Texto de origen:
+-------+
Sus observaciones no buscan posicionarse en idealizaciones ociosas. Tiene silogismos deliciosos para cada plato de la balanza. Encuentra el equilibrio en humildes y poderosas oraciones, claras y transparentes como sus composiciones versificadas; traza definitivos y ecuánimes panoramas sobre los autores abordados. En sus versos esa vertical equidistancia es la construcción ética que regirá su vida. Deberán creerle. Tajo y abismo definen el calado de la experiencia, la profundidad de la desesperación marcará la medida de lo justo. Si en versos expresa emoción e inestabilidad, en la prosa es toda conciencia literaria. Si su poesía persigue la revelación de un sentido, su prosa es memoria digna.

En un lenguaje límpido sus versos descubren prolijos desdoblamientos y cierta severa e ineluctable disposición de las cosas. En prosa, su exposición es igualmente impecable. Un análisis despojado de consideraciones morales, que exalta todas las virtudes y repasa los aciertos. Siempre en él, lectura y examen.

Como poeta fue un filósofo breve, dio testimonio de un niño que descubre tempranamente el desaliento. Percibe que habita un destino equivocado, en el agónico coloquio con la madre descubre su soledad y en la percepción metafórica del mundo descubre que nunca hay nadie. Las palabras agregan algo bello y legítimo al planeta, sin embargo, siempre hay nada. Como dijo Michaux de Celan: “lo que era grave, en él era demasiado grave”.

En el rostro de Jacobo se dibujaba la inocencia y el malestar de un niño. En la búsqueda de un lenguaje propio, puso un puñado de versos sobre la mesa que son pura iluminación y revelación del dolor.
+-------+
Material de origen:
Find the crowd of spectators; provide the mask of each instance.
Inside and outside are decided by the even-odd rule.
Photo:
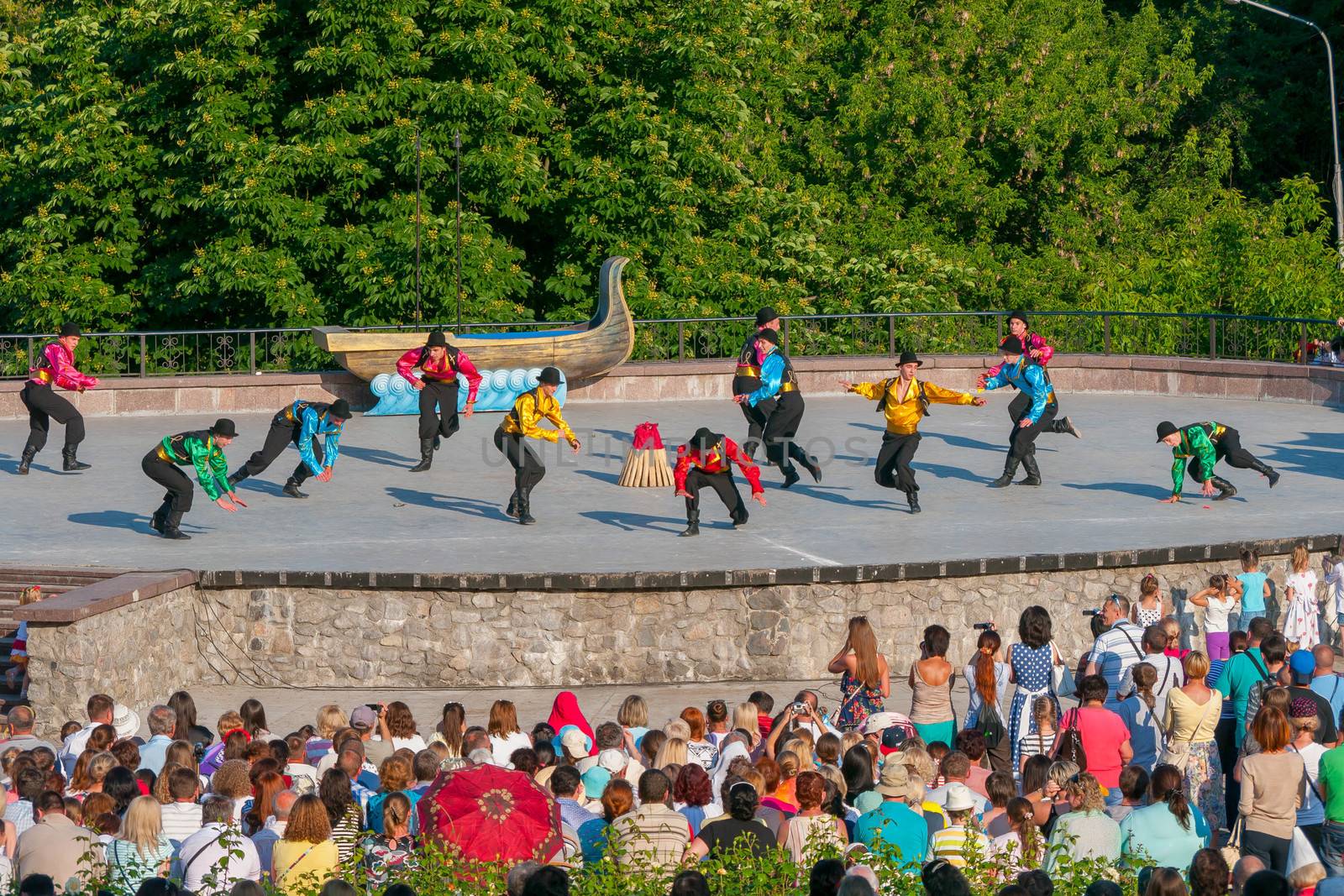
+-------+
Cita completo y sin ningún cambio el texto sobre la poesía y la prosa de Jacobo.

Sus observaciones no buscan posicionarse en idealizaciones ociosas. Tiene silogismos deliciosos para cada plato de la balanza. Encuentra el equilibrio en humildes y poderosas oraciones, claras y transparentes como sus composiciones versificadas; traza definitivos y ecuánimes panoramas sobre los autores abordados. En sus versos esa vertical equidistancia es la construcción ética que regirá su vida. Deberán creerle. Tajo y abismo definen el calado de la experiencia, la profundidad de la desesperación marcará la medida de lo justo. Si en versos expresa emoción e inestabilidad, en la prosa es toda conciencia literaria. Si su poesía persigue la revelación de un sentido, su prosa es memoria digna.

En un lenguaje límpido sus versos descubren prolijos desdoblamientos y cierta severa e ineluctable disposición de las cosas. En prosa, su exposición es igualmente impecable. Un análisis despojado de consideraciones morales, que exalta todas las virtudes y repasa los aciertos. Siempre en él, lectura y examen.

Como poeta fue un filósofo breve, dio testimonio de un niño que descubre tempranamente el desaliento. Percibe que habita un destino equivocado, en el agónico coloquio con la madre descubre su soledad y en la percepción metafórica del mundo descubre que nunca hay nadie. Las palabras agregan algo bello y legítimo al planeta, sin embargo, siempre hay nada. Como dijo Michaux de Celan: “lo que era grave, en él era demasiado grave”.

En el rostro de Jacobo se dibujaba la inocencia y el malestar de un niño. En la búsqueda de un lenguaje propio, puso un puñado de versos sobre la mesa que son pura iluminación y revelación del dolor.